* BEGIN Dataset extract *

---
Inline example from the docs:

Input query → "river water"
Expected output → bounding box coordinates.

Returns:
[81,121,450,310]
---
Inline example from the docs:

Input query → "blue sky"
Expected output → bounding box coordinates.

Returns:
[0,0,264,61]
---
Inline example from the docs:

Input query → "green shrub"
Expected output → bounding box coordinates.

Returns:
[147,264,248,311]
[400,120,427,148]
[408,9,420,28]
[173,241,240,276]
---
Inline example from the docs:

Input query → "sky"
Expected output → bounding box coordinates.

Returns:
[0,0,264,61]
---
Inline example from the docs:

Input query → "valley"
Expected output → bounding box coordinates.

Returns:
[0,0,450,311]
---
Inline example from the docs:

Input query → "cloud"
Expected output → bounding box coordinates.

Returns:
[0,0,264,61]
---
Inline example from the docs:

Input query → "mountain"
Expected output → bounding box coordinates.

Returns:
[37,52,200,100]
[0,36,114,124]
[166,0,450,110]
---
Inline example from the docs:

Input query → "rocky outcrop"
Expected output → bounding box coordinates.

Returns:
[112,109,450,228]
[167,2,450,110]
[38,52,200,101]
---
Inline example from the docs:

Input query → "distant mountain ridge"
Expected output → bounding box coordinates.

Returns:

* END Dataset extract *

### Exercise aim
Can you turn the lines from the first one through the line that contains "[173,241,240,276]", both included, into a numbered list with the blank lines left out?

### In response
1. ---
2. Inline example from the docs:
3. Input query → "river water"
4. Expected output → bounding box coordinates.
5. Returns:
6. [81,121,450,310]
7. ---
8. Inline example from the docs:
9. Input query → "blue sky"
10. Expected output → bounding box coordinates.
11. Returns:
12. [0,0,264,61]
13. ---
14. Inline example from the docs:
15. Input query → "green shrub"
16. Expected output → bounding box coordinates.
17. Returns:
18. [147,264,248,311]
19. [400,120,427,148]
20. [408,9,420,28]
21. [173,241,240,276]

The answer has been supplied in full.